▸ **CHALLENGE 1**: Collect every line in the rows below that contains the word "conical", copying each line in full. Case counts.

▸ **PAGE TEXT**:

Class FetchItemQueues


  • public class FetchItemQueues
    extends Object
    A collection of queues that keeps track of the total number of items, and provides items eligible for fetching from any queue.
    • Constructor Detail

      • FetchItemQueues

        public FetchItemQueues​(Configuration conf)
    • Method Detail

      • checkQueueMode

        protected static String checkQueueMode​(String queueMode)
        Check whether queue mode is valid, fall-back to default mode if not.
        Parameters:
        queueMode - queue mode to check
        Returns:
        valid queue mode or default
      • getTotalSize

        public int getTotalSize()
      • getQueueCount

        public int getQueueCount()
      • getQueueCountMaxExceptions

        public int getQueueCountMaxExceptions()
      • addFetchItem

        public org.apache.nutch.fetcher.FetchItemQueues.QueuingStatus addFetchItem​(Text url,
                                                                                   CrawlDatum datum)
      • addFetchItem

        public org.apache.nutch.fetcher.FetchItemQueues.QueuingStatus addFetchItem​(FetchItem it)

▸ **CHALLENGE 2**: Repeat the passage of the FetchItemQueues documentation from "public int getTotalSize()" to "(FetchItem it)", word for word.

▸ **GIVEN RECORDS**:
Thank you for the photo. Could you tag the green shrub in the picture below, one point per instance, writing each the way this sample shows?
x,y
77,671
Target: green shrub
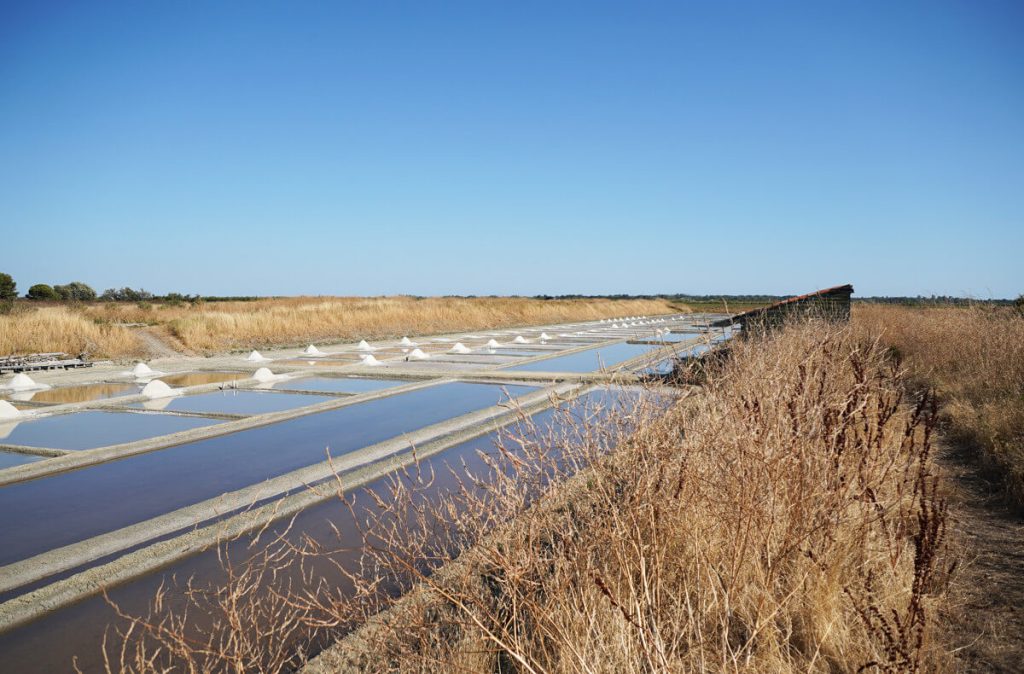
x,y
41,291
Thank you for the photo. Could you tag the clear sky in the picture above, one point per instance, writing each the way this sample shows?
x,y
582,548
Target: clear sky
x,y
514,148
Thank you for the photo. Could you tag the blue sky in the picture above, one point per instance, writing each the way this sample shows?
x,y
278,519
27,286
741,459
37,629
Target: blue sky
x,y
520,148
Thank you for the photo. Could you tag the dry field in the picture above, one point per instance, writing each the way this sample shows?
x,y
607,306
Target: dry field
x,y
784,518
974,359
217,327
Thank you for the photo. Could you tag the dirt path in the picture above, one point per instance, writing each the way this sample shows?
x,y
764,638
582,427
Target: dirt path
x,y
157,343
987,622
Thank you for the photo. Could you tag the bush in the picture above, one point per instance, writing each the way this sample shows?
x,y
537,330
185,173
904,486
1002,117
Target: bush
x,y
42,291
8,289
76,291
126,295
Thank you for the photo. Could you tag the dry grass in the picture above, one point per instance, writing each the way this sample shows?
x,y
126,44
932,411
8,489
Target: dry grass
x,y
210,328
974,357
61,329
784,519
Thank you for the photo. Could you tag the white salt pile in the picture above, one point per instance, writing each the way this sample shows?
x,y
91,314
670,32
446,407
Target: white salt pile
x,y
264,375
141,371
23,382
157,388
8,411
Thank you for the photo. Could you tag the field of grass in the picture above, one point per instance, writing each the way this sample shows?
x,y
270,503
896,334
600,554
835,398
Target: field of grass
x,y
973,356
51,329
218,327
783,518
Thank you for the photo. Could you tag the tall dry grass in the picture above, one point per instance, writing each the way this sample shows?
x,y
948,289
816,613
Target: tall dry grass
x,y
62,329
974,357
302,320
216,327
784,519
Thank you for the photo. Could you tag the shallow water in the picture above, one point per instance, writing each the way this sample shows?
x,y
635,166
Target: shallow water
x,y
8,459
198,378
81,393
85,430
239,402
49,644
42,514
589,361
339,384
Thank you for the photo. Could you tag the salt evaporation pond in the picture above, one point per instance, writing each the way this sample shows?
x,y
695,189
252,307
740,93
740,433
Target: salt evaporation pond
x,y
339,384
50,512
241,402
49,643
83,393
86,430
589,361
8,459
199,378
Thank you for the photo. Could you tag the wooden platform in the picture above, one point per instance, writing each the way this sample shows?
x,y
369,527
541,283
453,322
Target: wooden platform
x,y
37,362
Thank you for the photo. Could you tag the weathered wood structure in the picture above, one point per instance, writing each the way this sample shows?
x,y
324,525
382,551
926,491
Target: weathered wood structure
x,y
829,304
36,362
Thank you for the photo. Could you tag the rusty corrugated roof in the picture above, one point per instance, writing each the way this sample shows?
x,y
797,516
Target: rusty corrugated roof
x,y
790,300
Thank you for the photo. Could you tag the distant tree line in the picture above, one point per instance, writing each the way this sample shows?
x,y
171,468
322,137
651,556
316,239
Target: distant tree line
x,y
77,291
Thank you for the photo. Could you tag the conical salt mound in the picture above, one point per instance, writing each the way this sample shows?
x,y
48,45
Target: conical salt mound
x,y
23,382
157,388
8,411
264,375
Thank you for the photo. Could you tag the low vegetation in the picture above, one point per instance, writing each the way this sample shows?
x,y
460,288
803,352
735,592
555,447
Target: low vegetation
x,y
785,517
98,328
50,329
973,356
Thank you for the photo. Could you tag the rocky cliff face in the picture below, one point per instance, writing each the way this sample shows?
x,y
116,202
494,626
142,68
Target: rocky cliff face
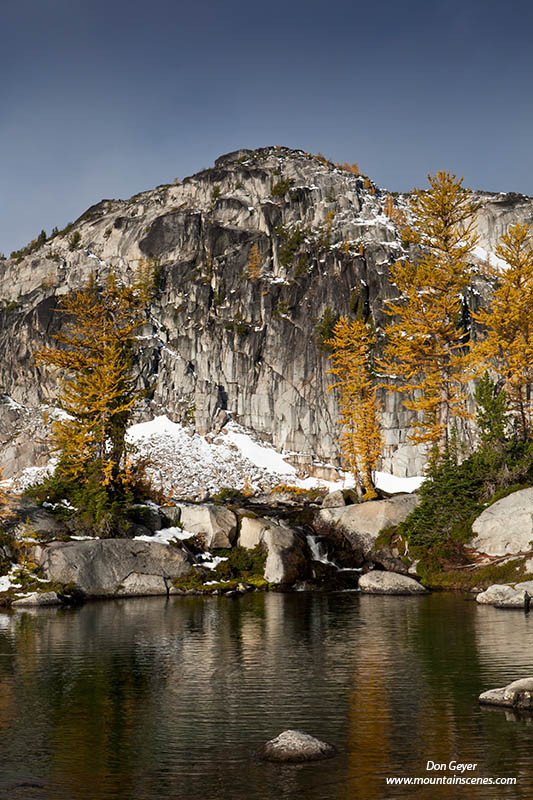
x,y
221,339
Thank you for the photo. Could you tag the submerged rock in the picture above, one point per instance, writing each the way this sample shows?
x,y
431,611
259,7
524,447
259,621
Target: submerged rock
x,y
378,582
505,595
297,746
518,694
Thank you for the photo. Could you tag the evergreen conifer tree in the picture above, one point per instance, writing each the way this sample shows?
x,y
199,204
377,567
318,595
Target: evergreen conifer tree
x,y
96,383
508,323
361,440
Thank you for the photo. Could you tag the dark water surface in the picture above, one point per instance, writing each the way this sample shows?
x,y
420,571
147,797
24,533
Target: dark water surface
x,y
145,699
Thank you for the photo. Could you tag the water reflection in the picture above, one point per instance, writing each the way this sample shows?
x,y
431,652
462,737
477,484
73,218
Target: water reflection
x,y
150,698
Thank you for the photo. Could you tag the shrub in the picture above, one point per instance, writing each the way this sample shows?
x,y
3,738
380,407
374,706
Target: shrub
x,y
281,187
74,240
241,563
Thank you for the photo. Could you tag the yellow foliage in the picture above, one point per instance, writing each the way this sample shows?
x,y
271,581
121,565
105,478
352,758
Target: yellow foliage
x,y
96,383
508,322
361,440
426,346
5,499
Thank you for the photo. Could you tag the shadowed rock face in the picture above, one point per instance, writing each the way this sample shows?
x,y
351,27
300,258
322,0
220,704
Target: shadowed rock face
x,y
220,340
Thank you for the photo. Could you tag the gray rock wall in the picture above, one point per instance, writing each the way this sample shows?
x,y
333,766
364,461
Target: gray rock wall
x,y
218,340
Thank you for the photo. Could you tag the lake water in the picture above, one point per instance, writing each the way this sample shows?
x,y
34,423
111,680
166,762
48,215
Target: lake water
x,y
149,698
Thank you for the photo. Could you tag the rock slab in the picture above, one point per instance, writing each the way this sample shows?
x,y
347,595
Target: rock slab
x,y
506,527
293,746
113,567
378,582
216,523
362,523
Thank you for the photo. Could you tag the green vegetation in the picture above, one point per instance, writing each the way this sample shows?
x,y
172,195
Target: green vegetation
x,y
454,494
74,240
281,187
242,565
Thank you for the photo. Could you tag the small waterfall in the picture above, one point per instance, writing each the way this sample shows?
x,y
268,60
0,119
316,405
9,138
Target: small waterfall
x,y
317,553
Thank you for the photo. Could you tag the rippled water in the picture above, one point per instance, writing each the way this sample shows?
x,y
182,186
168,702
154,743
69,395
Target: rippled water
x,y
136,699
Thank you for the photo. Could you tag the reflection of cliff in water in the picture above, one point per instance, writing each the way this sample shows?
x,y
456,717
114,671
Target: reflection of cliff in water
x,y
149,698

▸ **CORRECT OUTPUT 1**:
Thank you for the photo. Could you tag the conical salt mound in the picture above, one point per instance, writing each the way this sample shows?
Target: conical salt mound

▸ **CORRECT OUTPUT 2**:
public int getTotalSize()
      • getQueueCount

        public int getQueueCount()
      • getQueueCountMaxExceptions

        public int getQueueCountMaxExceptions()
      • addFetchItem

        public org.apache.nutch.fetcher.FetchItemQueues.QueuingStatus addFetchItem​(Text url,
                                                                                   CrawlDatum datum)
      • addFetchItem

        public org.apache.nutch.fetcher.FetchItemQueues.QueuingStatus addFetchItem​(FetchItem it)